The problem » In the Woodbridge Riley biography below, reproduce word for word the passage starting with "Isaac Woodbridge Riley" and going on through "at Vassar College.".
Segment Start: Extracted text
- Born: May 20, 1869 New York City
- Died: September 2, 1933 (aged 64) Cape May, New Jersey
- Occupations: Historian of philosophy, writer

= Woodbridge Riley =

Isaac Woodbridge Riley (May 20, 1869 – September 2, 1933) was an American academic scholar who worked in and across the areas of philosophy, religion, and psychology. His published work often combined two of these disciplines in considering the historical development of a social movement or entity (such as a church), particularly examining the influence of the founders' psychological character. Most of his career was spent as a professor of philosophy at Vassar College.

==Biography==
Riley was born in New York City. He graduated from Yale University in 1892, and took the degrees of A.M. and Ph.D. there in 1898 and 1902 respectively. He cited the noted and decorated Philosopher, Psychologist, and Congregational minister George Trumbull Ladd (Clarke Professor of Metaphysics and Moral Philosophy at Yale University) as his first Philosophy teacher. From 1903, Riley was associate editor of the Psychological Bulletin. He was Johnston research scholar at Johns Hopkins University from 1904 to 1907, during which period he was already "for some time" a professor at the University of New Brunswick. In 1908, Riley became professor of philosophy at Vassar, and by 1920 was simultaneously a lecturer at the Sorbonne..

Riley's Ph.D. thesis at Yale was The Founder of Mormonism: A Psychological Study of Joseph Smith, published in 1902. It was positively reviewed in psychology journals. Riley suspected that Joseph Smith acquired his visions from epileptic seizures. He wrote that the "psychiatric definition of the epileptic fits the prophet to a dot." He associated Smith's dictation of the Book of Mormon with the phenomenon of automatic writing.
Segment End: Extracted text
Segment Start: Dataset extract
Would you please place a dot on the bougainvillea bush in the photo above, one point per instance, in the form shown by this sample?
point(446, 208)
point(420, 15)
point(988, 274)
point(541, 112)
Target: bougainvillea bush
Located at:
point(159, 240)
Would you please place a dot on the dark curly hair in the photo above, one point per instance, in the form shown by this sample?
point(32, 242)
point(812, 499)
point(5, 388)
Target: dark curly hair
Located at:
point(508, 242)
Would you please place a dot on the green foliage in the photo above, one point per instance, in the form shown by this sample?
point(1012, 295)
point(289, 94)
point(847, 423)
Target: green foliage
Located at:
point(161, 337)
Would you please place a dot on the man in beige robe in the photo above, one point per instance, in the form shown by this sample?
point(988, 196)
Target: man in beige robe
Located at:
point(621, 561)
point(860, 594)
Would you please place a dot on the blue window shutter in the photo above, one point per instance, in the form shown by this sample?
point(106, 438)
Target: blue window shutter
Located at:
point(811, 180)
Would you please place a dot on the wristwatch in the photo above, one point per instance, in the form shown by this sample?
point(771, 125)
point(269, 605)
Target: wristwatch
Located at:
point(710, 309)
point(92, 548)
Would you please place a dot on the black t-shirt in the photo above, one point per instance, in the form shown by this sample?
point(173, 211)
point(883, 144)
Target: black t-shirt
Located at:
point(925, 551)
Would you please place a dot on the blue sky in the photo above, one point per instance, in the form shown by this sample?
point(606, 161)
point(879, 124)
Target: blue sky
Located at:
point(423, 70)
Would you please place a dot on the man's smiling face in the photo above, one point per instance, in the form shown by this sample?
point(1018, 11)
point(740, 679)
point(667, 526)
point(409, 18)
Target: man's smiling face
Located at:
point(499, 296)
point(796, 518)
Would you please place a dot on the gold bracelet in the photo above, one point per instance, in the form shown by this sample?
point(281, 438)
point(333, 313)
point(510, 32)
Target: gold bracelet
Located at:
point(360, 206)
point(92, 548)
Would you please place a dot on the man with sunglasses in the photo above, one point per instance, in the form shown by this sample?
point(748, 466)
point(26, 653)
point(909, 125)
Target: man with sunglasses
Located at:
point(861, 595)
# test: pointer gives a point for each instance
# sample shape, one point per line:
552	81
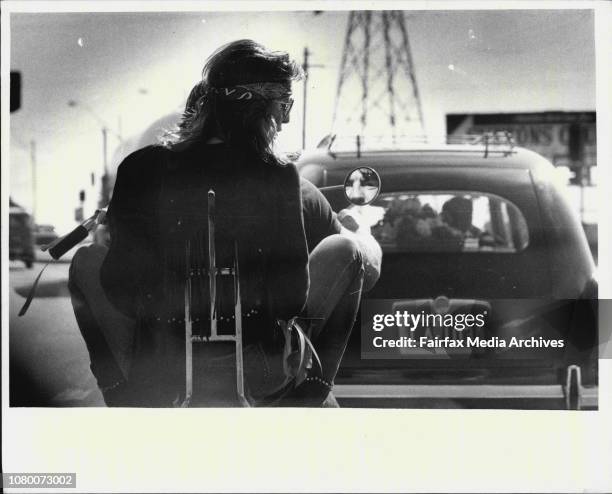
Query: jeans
336	280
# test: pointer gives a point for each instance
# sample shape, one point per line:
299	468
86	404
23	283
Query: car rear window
447	221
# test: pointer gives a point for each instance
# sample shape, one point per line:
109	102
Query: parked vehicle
44	235
21	238
469	228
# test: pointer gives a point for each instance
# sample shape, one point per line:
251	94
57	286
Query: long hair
243	124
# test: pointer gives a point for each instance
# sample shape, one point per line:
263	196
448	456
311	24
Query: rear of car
476	234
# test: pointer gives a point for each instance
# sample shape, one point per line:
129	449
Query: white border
317	450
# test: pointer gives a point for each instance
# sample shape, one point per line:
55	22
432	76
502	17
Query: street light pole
306	67
104	192
33	163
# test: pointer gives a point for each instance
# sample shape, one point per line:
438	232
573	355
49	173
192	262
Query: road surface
48	358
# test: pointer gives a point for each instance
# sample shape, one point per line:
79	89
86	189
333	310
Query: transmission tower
377	91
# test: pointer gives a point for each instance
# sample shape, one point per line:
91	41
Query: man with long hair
296	258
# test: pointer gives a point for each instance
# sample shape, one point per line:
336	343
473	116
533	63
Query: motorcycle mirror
362	185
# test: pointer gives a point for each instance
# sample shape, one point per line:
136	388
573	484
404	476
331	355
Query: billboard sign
562	137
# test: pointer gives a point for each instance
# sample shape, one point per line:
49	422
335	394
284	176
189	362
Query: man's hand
355	226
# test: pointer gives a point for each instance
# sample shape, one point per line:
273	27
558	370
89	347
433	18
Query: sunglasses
286	106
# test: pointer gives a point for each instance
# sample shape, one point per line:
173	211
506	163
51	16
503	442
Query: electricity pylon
377	91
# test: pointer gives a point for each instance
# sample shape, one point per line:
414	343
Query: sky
125	70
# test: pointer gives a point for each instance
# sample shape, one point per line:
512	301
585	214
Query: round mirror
362	186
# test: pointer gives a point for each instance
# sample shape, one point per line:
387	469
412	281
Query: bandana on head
258	90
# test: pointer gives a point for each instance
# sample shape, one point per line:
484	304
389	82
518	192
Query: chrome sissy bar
190	338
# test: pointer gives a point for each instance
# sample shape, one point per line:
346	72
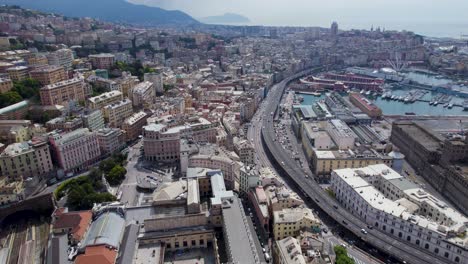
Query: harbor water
392	107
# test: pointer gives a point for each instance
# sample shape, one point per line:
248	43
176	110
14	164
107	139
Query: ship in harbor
465	105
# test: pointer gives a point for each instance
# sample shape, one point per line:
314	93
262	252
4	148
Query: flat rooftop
426	139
Segment End: Dataset extract
Result »
Isaac Woodbridge Riley (May 20, 1869 – September 2, 1933) was an American academic scholar who worked in and across the areas of philosophy, religion, and psychology. His published work often combined two of these disciplines in considering the historical development of a social movement or entity (such as a church), particularly examining the influence of the founders' psychological character. Most of his career was spent as a professor of philosophy at Vassar College.